INSTRUCTIONS FOR THE TASK: Condense the paragraph beginning "Two excellent indicators of an adequate milk supply" in the low milk supply text into a bulleted list that keeps its main facts.

GIVEN TEXT:
Breastfeeding: Can low milk supply be due to a thyroid problem?

My wife is worried that she is not making enough milk. She was advised to get a blood test to check her thyroid. Is this a concern? What could the tests show?


Debbi Donovan

Debbi Donovan is a Board Certified Lactation Consultant, as well as a retired La Leche League Leader. For more than a decade, Debbi... Read more

Many mothers worry that they aren't producing enough milk for their babies. Her best bet is to get it looked at with the help of a lactation consultant. 

Two excellent indicators of an adequate milk supply are output and pattern of weight gain. Most babies regain their birth weight by two weeks, and then gain an average of four to eight ounces each week. In the first five to six weeks of life, babies typically wet six to eight diapers and have at least two to three bowel movements each day. Around the six week point they wet five to six diapers, and their stooling pattern often begins to change. Breastfed babies may stool less frequently, but they have regular, and often quite substantial bowel movements. A baby's weight gain stays fairly constant (averaging four to eight ounces per week) throughout the first three to four months of his life. Around that time it slows to three to four ounces of weight gain per week. From 6 to 12 months of age, weight gain averages 1.5 to 3 ounces per week. If your baby is healthy, happy and within these ranges, your milk supply is probably fine. If not, your baby needs to be evaluated by his doctor. Your Lactation Consultant and Pediatrician can work together to assure the best outcome for the breastfeeding relationship and your baby's health.

If you're concerned about a low milk supply, consider the following:

  1. Is your baby nursing at least 10 to 12 times in a 24-hour period? It is normal for young babies to nurse every hour and a half to two hours. That's about the amount of time it takes for breast milk to be digested. Clustering of feeds, especially in the evening hours is also very common.

SUPPLIED ENTRIES:
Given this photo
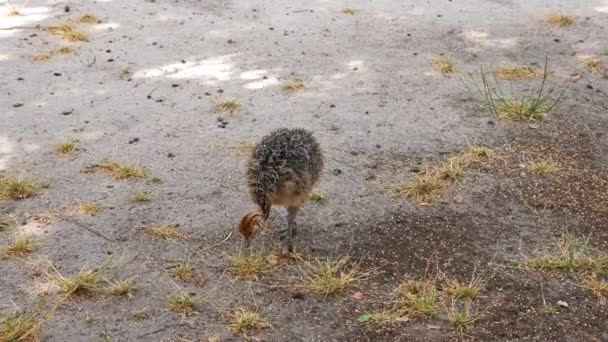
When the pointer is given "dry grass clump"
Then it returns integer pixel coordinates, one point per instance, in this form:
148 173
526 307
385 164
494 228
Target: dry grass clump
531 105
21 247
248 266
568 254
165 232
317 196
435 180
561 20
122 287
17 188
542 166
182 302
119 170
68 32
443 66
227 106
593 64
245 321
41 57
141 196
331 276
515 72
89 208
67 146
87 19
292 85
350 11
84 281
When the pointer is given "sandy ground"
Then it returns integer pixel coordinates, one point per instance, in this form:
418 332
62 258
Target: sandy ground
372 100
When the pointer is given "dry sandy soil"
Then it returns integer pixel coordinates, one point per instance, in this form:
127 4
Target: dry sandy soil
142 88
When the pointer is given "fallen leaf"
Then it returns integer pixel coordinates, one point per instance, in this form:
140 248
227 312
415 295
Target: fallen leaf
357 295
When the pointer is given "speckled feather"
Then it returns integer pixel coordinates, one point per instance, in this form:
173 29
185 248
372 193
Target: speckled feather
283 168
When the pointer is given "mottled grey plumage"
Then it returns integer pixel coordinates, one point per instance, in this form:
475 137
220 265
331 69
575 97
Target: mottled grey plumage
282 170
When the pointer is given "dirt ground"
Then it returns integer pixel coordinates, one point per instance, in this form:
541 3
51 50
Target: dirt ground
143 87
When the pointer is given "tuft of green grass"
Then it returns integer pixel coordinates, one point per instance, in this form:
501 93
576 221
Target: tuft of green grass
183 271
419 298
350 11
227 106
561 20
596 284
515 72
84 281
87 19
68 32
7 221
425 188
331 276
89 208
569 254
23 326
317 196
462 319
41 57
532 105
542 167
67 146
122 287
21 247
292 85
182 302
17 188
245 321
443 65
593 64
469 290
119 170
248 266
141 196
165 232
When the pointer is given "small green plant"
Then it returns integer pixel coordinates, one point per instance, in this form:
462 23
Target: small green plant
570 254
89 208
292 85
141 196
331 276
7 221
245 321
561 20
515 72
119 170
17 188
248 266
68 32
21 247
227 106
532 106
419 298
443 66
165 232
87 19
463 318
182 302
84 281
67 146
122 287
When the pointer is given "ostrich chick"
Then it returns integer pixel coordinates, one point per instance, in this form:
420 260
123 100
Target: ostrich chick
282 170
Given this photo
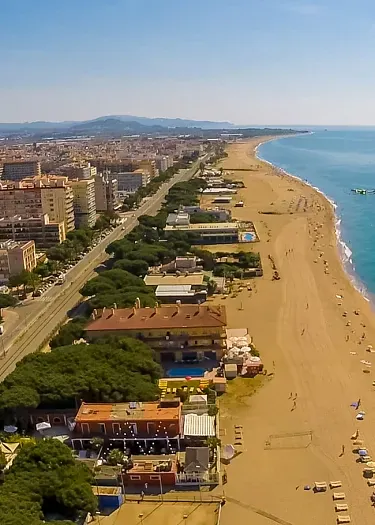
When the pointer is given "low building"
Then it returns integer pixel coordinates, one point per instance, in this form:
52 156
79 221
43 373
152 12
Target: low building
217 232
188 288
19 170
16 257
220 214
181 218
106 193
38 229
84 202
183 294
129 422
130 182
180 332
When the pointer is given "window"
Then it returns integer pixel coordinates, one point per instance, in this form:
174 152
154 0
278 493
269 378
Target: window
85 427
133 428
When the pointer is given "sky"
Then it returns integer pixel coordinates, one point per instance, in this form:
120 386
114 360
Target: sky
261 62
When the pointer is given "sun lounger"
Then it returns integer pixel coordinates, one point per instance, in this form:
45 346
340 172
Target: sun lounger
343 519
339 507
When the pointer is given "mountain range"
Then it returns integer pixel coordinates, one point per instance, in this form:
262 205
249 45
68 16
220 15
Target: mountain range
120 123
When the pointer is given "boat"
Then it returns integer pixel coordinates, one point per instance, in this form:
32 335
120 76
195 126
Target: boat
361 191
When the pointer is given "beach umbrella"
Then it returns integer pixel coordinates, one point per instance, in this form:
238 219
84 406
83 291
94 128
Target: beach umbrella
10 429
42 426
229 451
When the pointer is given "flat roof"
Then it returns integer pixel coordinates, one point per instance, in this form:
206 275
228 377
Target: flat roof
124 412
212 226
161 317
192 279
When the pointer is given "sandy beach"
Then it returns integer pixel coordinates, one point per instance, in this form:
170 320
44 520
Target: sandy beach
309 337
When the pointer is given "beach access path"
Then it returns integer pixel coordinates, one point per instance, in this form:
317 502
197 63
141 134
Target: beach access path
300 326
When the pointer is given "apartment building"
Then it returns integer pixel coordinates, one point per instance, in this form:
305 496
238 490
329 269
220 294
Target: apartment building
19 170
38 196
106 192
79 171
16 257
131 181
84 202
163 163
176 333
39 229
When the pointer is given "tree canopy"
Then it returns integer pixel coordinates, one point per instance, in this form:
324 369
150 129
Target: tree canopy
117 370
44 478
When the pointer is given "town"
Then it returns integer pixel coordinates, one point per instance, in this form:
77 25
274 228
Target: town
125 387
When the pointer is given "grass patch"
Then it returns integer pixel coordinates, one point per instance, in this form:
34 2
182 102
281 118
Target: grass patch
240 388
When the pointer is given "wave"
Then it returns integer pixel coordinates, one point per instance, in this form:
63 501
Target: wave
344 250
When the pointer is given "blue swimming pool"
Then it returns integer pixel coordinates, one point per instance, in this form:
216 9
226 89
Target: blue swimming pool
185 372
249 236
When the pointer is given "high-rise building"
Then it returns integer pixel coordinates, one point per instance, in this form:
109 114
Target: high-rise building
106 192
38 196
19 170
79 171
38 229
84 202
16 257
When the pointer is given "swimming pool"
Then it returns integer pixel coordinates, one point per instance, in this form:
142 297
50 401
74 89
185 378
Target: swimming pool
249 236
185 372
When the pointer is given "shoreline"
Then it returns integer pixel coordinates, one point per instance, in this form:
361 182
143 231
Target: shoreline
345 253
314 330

...

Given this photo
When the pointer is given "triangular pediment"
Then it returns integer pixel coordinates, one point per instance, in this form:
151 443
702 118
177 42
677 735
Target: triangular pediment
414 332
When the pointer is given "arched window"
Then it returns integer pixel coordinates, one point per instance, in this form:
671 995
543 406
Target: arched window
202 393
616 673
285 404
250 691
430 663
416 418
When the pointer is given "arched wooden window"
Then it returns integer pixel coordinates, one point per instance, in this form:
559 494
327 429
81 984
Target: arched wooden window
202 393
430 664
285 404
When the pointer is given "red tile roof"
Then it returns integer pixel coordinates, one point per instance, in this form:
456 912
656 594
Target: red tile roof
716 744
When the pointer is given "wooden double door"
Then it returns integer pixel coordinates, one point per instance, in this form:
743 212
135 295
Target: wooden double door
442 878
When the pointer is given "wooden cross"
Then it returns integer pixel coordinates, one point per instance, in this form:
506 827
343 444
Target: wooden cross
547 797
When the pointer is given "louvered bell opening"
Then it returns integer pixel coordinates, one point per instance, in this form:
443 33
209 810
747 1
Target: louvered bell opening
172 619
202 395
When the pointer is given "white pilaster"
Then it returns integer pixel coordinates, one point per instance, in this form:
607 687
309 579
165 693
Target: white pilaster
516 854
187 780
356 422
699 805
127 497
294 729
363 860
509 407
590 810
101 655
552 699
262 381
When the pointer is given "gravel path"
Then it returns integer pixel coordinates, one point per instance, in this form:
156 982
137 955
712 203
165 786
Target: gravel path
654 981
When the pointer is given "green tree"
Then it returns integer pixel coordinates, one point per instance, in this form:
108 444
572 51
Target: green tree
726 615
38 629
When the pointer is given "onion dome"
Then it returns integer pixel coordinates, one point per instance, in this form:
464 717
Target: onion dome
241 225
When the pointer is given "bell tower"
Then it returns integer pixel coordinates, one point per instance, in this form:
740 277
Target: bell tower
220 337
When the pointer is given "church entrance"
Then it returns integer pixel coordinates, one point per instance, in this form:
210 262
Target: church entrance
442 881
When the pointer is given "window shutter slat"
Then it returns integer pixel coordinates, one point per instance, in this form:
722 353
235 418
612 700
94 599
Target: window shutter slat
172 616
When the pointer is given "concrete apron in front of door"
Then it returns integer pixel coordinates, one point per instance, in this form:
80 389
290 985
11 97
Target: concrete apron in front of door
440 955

* * *

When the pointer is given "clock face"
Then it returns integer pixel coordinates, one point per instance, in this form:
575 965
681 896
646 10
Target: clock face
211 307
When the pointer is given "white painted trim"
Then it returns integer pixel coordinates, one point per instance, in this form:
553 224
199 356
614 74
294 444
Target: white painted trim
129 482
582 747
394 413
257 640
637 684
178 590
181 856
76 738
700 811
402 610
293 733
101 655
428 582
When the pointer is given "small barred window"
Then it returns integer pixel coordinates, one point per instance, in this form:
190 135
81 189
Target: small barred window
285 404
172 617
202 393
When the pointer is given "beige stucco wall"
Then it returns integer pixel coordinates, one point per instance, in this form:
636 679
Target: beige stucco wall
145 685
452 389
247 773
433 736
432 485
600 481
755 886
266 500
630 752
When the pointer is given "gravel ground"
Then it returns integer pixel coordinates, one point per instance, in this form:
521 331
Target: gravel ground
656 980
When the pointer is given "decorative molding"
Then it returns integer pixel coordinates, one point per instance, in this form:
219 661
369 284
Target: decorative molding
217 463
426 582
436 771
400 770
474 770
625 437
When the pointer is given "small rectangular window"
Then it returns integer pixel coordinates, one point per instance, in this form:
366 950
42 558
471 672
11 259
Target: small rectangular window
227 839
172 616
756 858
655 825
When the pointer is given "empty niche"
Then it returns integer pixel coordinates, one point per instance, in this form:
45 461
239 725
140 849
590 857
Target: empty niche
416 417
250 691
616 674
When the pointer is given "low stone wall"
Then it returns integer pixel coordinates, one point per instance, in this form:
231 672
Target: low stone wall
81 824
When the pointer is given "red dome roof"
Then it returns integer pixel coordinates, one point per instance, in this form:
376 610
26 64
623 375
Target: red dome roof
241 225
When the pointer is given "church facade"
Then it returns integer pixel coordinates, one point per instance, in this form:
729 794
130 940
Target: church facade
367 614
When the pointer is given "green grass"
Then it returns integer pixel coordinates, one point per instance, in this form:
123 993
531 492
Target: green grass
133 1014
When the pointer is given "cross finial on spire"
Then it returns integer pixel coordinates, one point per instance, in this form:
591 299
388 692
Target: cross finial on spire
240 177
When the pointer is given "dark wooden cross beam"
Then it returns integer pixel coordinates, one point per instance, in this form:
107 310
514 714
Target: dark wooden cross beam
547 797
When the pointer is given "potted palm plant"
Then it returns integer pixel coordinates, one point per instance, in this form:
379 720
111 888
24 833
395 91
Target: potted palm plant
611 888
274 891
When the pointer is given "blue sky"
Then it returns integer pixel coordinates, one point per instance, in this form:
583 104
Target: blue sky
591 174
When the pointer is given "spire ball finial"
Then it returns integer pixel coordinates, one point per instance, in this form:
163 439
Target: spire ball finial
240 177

RESPONSE BELOW:
- Output and pattern of weight gain are two excellent indicators of an adequate milk supply.
- Most babies regain their birth weight by two weeks. They then gain an average of four to eight ounces per week, a rate that stays fairly constant through the first three to four months.
- After that, weight gain slows to three to four ounces per week. From 6 to 12 months it averages 1.5 to 3 ounces per week.
- In the first five to six weeks, babies typically wet six to eight diapers and have at least two to three bowel movements each day.
- Around six weeks, they wet five to six diapers and their stooling pattern often begins to change. Breastfed babies may stool less frequently, but their bowel movements are regular and often substantial.
- A healthy, happy baby within these ranges probably has an adequate milk supply. Otherwise, the baby's doctor should evaluate the baby.
- The lactation consultant and pediatrician can work together to assure the best outcome for breastfeeding and the baby's health.